Brontekst:

━━━━━━

In tegenstelling tot organische verontreiniging, kunnen metalen niet worden afgebroken. Daarom zorgen we ervoor dat de metalen worden gefixeerd en zich niet meer kunnen verplaatsen. Dit doen we door middel van natuurlijke processen. Zo houden bepaalde planten metalen vast in hun wortels of zetten ze metalen om naar een niet-schadelijke vorm.
Bij de monitoring van de proefprojecten maken we het onderscheid tussen totale en biobeschikbare concentraties. De metalen die niet meer mobiel zijn door het inzetten van natuurgebaseerde technieken zijn dus ook niet meer biobeschikbaar. Ze kunnen niet meer worden opgenomen door organismen.

━━━━━━

Geselecteerde items:

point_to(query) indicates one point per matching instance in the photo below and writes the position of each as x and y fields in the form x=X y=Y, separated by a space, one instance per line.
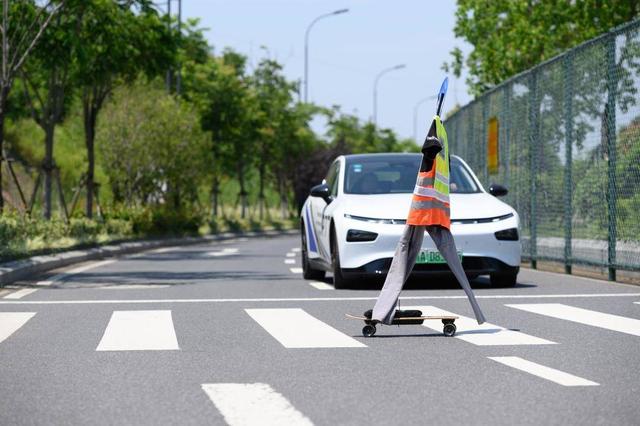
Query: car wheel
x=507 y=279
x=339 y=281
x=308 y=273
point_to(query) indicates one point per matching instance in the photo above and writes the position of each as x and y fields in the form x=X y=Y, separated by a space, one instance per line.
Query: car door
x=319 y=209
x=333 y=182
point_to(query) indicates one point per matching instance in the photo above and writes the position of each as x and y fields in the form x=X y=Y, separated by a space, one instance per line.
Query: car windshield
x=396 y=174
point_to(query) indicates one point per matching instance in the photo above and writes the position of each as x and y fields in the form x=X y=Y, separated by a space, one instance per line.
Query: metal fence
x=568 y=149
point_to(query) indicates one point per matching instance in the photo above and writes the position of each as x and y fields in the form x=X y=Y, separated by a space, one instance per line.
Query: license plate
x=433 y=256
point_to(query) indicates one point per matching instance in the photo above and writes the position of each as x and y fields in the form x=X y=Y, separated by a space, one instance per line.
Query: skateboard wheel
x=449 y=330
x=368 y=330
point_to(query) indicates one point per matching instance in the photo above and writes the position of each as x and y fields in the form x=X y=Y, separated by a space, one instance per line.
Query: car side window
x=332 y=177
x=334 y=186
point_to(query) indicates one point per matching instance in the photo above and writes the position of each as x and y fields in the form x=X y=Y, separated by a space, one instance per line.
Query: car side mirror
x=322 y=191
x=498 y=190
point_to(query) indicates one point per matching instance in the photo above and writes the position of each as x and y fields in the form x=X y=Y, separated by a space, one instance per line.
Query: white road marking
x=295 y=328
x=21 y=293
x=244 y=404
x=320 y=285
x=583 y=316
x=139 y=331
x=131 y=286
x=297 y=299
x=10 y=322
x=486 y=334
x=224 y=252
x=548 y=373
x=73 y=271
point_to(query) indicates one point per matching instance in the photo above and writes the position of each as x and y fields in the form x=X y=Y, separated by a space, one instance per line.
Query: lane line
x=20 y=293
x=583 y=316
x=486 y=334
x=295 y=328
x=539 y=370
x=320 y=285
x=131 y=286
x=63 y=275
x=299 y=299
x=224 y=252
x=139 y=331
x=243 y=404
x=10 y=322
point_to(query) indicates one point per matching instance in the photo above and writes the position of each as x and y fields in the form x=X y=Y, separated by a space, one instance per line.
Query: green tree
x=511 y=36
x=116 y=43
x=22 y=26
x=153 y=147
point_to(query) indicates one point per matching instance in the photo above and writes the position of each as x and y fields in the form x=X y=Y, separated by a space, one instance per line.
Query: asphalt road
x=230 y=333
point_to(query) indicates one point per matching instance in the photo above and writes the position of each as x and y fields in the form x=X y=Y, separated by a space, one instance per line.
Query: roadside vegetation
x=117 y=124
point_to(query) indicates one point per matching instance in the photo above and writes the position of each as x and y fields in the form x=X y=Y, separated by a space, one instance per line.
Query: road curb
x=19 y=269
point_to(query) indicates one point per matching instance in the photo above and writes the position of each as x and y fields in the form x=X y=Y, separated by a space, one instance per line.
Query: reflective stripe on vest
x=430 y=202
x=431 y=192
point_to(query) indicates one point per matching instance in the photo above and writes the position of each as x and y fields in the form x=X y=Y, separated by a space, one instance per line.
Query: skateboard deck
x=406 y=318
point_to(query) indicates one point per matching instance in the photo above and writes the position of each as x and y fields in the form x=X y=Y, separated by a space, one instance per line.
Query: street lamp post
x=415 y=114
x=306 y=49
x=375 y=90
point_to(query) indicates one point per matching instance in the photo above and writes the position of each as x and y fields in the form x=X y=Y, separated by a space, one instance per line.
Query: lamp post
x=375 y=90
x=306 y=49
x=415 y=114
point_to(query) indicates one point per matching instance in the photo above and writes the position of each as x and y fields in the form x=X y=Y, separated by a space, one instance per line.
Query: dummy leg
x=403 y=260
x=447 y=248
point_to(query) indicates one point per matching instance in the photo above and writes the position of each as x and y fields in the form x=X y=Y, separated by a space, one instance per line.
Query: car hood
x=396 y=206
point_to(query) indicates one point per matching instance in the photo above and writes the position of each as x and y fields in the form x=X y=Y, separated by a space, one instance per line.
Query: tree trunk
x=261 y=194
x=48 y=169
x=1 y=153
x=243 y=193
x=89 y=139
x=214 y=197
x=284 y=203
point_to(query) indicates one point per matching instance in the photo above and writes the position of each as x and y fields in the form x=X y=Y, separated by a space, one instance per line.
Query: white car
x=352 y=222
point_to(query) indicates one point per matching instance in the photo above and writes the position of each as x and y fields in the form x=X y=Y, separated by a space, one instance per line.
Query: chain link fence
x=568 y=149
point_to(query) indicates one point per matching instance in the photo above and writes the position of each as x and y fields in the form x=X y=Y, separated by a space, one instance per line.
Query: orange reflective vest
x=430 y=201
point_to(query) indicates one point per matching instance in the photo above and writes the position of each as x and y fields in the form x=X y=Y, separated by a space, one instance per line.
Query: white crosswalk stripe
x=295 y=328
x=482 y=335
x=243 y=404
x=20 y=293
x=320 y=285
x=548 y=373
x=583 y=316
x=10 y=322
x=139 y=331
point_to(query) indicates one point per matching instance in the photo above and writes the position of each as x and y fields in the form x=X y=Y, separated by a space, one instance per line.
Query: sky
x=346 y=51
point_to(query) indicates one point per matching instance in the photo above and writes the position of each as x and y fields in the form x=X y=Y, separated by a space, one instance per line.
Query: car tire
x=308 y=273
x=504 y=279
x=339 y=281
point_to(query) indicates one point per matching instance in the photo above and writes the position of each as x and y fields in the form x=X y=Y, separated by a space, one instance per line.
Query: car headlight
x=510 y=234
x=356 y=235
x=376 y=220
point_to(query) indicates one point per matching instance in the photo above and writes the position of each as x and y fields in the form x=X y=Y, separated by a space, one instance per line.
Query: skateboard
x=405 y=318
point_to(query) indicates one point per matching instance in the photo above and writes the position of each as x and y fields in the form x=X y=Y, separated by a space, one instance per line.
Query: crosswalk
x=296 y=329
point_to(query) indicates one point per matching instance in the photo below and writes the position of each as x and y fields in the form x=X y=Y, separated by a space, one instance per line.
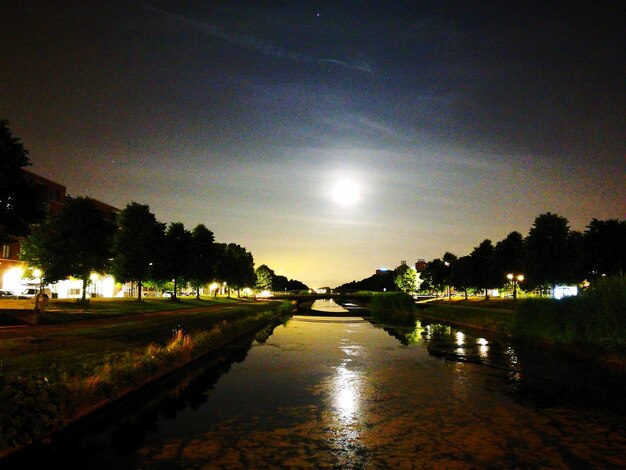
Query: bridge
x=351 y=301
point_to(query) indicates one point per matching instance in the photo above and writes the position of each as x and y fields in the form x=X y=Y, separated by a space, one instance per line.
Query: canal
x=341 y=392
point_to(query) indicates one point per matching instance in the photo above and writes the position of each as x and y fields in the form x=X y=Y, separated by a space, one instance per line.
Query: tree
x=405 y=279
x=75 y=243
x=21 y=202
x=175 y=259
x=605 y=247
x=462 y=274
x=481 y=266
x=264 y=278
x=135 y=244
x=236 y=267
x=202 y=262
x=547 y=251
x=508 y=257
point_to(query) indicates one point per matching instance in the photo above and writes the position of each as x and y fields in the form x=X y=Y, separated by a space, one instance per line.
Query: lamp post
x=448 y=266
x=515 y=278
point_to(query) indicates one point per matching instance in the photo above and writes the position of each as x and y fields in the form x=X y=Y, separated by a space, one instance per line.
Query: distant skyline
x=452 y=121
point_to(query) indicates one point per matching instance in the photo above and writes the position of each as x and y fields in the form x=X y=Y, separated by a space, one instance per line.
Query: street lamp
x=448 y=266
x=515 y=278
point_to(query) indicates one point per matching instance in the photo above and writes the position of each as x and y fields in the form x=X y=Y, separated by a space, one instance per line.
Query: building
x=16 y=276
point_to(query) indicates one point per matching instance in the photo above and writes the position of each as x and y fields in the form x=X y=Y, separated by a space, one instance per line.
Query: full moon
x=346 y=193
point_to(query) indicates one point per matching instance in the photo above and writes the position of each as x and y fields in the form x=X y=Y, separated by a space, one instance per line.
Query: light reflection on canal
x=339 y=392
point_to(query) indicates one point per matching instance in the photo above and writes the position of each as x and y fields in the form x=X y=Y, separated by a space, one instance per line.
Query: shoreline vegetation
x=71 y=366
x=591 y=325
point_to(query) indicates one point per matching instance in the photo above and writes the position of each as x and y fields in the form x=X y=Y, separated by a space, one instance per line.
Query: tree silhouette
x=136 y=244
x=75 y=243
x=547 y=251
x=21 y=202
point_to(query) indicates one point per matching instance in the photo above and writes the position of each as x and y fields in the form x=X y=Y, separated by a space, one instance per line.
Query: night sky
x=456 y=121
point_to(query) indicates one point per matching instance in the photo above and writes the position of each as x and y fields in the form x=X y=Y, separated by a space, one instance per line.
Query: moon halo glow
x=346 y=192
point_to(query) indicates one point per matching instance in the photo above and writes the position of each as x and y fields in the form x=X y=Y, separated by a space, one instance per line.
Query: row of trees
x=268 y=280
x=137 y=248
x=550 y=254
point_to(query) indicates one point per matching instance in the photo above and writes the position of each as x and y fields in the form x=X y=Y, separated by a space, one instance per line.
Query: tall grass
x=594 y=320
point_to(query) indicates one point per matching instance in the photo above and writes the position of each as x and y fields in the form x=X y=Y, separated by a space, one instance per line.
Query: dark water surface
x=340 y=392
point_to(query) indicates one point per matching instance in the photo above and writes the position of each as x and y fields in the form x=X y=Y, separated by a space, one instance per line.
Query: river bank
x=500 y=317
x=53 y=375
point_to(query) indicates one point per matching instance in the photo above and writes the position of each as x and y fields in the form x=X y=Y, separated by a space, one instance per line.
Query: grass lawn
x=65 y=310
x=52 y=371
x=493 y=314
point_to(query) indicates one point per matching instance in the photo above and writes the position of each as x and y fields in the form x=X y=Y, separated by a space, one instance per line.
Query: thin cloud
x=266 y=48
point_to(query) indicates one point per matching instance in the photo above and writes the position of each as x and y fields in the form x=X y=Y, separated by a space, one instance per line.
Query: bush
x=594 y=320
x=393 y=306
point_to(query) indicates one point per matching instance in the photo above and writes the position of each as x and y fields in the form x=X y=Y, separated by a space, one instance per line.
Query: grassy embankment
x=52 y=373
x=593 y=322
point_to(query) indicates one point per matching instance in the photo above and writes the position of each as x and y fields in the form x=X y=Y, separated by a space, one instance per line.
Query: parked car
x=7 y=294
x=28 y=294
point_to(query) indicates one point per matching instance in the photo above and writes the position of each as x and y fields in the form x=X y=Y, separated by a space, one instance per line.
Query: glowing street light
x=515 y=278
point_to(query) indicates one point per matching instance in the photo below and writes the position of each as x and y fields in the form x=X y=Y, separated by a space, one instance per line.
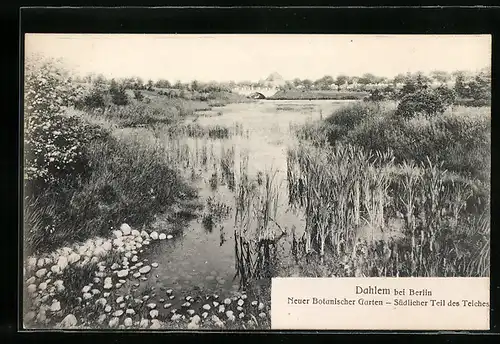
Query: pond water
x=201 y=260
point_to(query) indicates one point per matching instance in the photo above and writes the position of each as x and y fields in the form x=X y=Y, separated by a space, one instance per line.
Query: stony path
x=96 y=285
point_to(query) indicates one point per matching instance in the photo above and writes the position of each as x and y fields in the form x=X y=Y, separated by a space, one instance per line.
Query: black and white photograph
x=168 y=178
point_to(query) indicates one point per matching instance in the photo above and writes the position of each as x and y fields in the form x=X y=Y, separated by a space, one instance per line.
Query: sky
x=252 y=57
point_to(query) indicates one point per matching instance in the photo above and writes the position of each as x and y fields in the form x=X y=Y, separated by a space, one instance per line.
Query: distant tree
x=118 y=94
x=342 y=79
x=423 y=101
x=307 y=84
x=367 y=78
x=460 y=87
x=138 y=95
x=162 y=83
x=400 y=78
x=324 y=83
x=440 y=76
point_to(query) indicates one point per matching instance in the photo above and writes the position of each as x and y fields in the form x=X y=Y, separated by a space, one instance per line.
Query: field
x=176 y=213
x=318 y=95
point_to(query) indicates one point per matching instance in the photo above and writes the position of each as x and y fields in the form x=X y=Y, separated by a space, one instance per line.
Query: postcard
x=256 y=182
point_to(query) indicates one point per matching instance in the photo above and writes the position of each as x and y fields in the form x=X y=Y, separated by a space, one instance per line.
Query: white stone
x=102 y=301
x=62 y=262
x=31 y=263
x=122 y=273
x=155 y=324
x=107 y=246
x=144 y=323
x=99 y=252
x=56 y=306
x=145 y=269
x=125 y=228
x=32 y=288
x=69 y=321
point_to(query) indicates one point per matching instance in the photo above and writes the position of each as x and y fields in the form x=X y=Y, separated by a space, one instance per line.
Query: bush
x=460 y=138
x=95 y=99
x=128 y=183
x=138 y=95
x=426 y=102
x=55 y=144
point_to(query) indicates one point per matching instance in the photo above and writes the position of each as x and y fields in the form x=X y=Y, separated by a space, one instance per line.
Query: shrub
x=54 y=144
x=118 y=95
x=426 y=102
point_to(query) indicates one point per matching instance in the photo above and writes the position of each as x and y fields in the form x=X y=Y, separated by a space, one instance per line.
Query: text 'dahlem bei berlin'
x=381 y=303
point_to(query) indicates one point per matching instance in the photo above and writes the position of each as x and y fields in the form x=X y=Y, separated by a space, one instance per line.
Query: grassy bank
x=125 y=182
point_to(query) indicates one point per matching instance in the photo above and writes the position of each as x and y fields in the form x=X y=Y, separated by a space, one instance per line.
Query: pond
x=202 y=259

━━━━━━

Uit te voeren opdrachten:
1 – Noem alles wat metalen volgens de tekst over metaalverontreiniging niet of niet meer kunnen.
2 – Schrijf het deel van de tekst over metaalverontreiniging letterlijk over dat begint met de woorden "In tegenstelling tot" en eindigt met "opgenomen door organismen.".
De items zijn hier niet nodig.

Antwoorden:
1 –
- niet worden afgebroken
- zich niet meer verplaatsen
- niet meer worden opgenomen door organismen

2 –
In tegenstelling tot organische verontreiniging, kunnen metalen niet worden afgebroken. Daarom zorgen we ervoor dat de metalen worden gefixeerd en zich niet meer kunnen verplaatsen. Dit doen we door middel van natuurlijke processen. Zo houden bepaalde planten metalen vast in hun wortels of zetten ze metalen om naar een niet-schadelijke vorm.
Bij de monitoring van de proefprojecten maken we het onderscheid tussen totale en biobeschikbare concentraties. De metalen die niet meer mobiel zijn door het inzetten van natuurgebaseerde technieken zijn dus ook niet meer biobeschikbaar. Ze kunnen niet meer worden opgenomen door organismen.